» **Selected extract**:
■ ■ ■
- Born: 1940 Łódź, Poland
- Died: 21 August 2025 (aged 84–85)
- Citizenship: Poland
- Education: Lodz University of Technology
- Scientific career
- Fields: chemistry
- Workplaces: Lodz University of Technology

= Henryk Bem =

Polish chemist

Henryk Bem (Polish pronunciation: [ˈxɛn.rɨk bɛm]; 1940–21 August 2025) was a Polish chemist and professor at Lodz University of Technology.

In 1962 he graduated from Lodz University of Technology, Faculty of Chemistry, where in 1979 he obtained a Ph.D. degree in chemistry. Since then, he worked in the Department of Physical Chemistry until 1987. After the reorganization, he worked in the Institute of Applied Radiation Chemistry. In the years 1979-1984, he completed an internship and then worked as a research associate at Dalhousie University in Canada. In 1987 he obtained a postdoctoral degree. From 1989 to 1995, he stayed in Kuwait in the Ministry of Health as a consultant for radiological protection. In 1997 he held a position as an associate professor in the Institute of Applied Radiation Chemistry and in 2003 was awarded the title of Professor of Chemical Sciences.
■ ■ ■
» **Dataset excerpts**:

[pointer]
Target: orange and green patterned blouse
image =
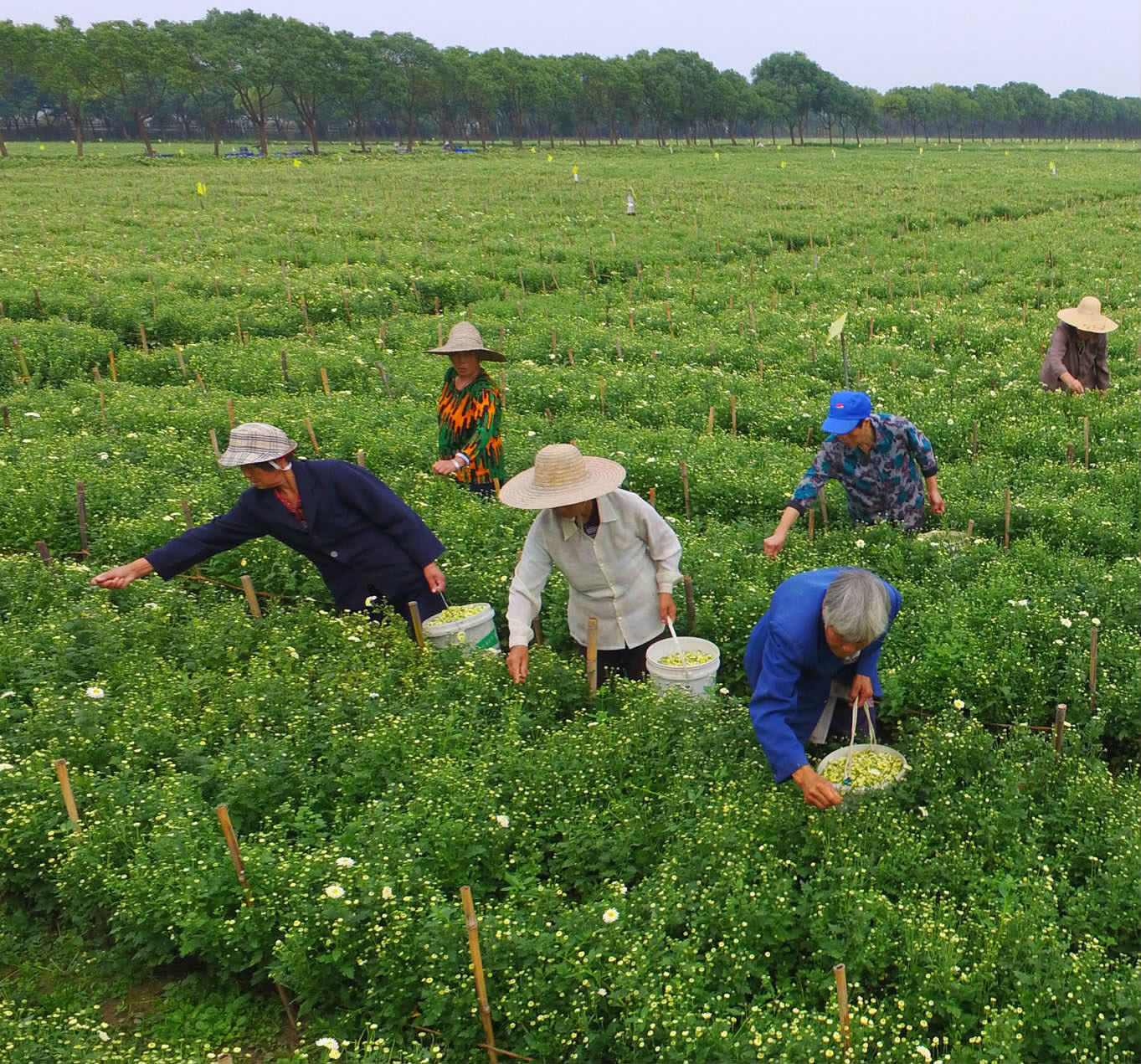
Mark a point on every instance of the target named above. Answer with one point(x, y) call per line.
point(469, 428)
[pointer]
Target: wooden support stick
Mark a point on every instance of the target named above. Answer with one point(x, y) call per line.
■ ■ ■
» **Job**:
Answer these questions using the biography of Henryk Bem.
1. In which city was he born?
2. At which university in Canada did he work as a research associate?
3. In what year was he awarded the title of Professor of Chemical Sciences?

» **Written response**:
1. Łódź, Poland
2. Dalhousie University
3. 2003